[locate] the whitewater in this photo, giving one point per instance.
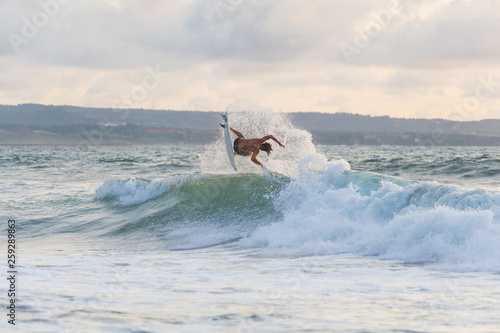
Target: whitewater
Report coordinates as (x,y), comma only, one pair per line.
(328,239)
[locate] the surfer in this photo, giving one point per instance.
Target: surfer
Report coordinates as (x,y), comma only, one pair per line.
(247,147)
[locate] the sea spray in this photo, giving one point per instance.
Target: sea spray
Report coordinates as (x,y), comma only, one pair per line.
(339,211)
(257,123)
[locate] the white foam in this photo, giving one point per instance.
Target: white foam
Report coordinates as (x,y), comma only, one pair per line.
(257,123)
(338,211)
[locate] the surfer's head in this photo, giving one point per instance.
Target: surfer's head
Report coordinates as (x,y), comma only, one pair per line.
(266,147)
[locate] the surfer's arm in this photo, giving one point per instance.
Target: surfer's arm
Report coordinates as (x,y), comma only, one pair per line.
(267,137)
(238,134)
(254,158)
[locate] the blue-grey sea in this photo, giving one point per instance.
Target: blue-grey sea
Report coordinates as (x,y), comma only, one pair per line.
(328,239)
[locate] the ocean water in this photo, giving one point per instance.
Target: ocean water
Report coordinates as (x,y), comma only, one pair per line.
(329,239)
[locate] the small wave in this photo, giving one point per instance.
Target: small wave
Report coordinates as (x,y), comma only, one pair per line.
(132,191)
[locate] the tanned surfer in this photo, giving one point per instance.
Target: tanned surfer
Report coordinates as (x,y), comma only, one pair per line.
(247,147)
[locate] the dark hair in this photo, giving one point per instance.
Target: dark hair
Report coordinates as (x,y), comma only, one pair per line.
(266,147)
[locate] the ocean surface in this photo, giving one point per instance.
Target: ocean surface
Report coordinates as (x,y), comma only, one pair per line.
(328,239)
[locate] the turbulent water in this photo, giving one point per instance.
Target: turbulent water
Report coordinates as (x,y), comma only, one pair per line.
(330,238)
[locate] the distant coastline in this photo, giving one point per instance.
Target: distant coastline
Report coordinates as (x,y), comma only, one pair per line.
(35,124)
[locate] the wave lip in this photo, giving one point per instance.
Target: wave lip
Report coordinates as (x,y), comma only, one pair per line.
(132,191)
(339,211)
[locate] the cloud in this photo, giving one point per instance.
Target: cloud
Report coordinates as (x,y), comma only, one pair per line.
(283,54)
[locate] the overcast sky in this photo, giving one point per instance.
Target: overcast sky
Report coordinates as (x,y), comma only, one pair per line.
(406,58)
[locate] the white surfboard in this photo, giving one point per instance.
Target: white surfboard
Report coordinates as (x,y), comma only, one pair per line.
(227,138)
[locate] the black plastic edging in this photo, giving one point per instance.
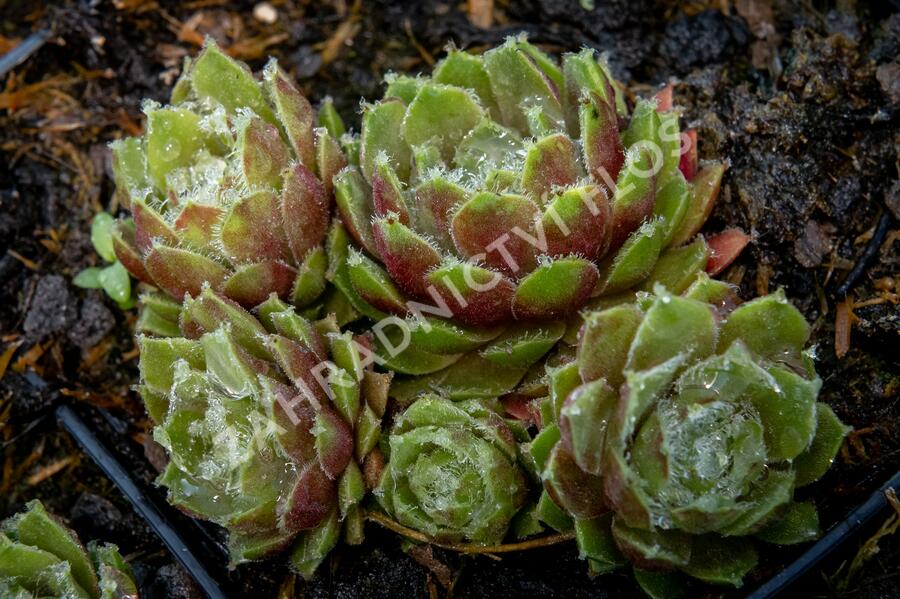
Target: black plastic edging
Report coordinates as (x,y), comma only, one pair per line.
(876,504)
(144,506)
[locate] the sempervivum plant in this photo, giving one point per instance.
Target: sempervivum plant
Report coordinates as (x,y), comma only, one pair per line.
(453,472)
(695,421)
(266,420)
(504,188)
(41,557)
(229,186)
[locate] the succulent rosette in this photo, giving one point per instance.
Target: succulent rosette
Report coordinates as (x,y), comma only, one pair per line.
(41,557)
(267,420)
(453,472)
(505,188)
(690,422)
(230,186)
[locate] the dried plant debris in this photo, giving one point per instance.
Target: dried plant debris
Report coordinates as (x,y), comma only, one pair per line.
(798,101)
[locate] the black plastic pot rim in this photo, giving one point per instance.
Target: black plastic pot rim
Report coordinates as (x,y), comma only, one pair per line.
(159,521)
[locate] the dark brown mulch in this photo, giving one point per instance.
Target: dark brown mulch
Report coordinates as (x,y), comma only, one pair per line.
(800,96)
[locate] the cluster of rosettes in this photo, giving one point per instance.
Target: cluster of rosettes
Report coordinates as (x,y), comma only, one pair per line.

◇ ◇ ◇

▸ **Aim of the task**
Repeat exactly the lines from the line containing "[locate] the black plastic pot" through the end of the listing above; both boundary lines are part of the output.

▸ **Written solution**
[locate] the black plastic pot rim in this photo, giving one point per instance.
Target: black plastic pot rim
Report coordinates as (x,y), comma only, one pair per line.
(159,521)
[locate] the dark brown mulch in this photo, giving one point per instance.
Target: dark brown mulch
Report coordinates as (x,y), comma only, one pair per line.
(800,96)
[locate] the cluster of rosettes in this photo, giving one point per instance.
Target: cluster of rosettes
Report coordinates as (x,y), comma only, one pair per line.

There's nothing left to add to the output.